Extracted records
•••••

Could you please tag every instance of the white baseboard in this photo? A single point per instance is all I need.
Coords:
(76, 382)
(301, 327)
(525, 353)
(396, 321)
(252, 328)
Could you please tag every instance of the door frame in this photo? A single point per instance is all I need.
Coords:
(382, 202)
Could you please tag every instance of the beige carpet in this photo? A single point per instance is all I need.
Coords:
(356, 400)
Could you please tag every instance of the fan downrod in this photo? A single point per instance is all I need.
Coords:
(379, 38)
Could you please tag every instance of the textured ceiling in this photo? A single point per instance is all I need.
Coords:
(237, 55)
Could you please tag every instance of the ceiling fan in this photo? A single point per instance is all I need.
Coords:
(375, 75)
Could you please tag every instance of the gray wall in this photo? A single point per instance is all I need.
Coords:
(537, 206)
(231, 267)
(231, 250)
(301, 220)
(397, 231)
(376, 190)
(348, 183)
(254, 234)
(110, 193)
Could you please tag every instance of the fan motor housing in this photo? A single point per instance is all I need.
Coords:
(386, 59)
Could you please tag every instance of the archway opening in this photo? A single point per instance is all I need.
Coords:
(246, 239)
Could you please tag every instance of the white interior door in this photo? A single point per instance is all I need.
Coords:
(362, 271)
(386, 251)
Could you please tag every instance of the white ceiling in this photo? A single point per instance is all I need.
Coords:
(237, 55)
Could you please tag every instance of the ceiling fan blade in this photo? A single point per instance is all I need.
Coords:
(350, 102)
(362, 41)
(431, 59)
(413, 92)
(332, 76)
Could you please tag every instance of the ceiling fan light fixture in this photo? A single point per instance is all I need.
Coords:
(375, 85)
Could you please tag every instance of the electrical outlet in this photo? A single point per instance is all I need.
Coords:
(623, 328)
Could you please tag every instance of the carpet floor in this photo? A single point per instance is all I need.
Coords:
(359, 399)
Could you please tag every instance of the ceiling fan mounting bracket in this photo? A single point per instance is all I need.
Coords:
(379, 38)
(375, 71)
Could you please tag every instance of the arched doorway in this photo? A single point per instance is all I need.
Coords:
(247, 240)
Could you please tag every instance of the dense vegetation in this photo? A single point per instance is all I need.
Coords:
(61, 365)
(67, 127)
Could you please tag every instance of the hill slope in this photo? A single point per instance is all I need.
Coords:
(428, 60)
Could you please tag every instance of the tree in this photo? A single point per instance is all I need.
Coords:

•••••

Using the data above, return every line that contains the string "ceiling".

Could you please tag every instance of the textured ceiling in this photo? A single point per instance is all I need.
Could you please tag every instance of the ceiling fan in this photo? A single point per instance is all I need.
Could you please tag every instance of the white ceiling in this photo? A single point per instance is all I need.
Could you please tag every instance of the ceiling fan blade in this photo? A single point per instance is all I need.
Could you please tag every instance of the ceiling fan light fixture in this photo? A single point per instance is all I need.
Could you please tag every instance of the ceiling fan mounting bracket in this photo? A single point per instance is all I need.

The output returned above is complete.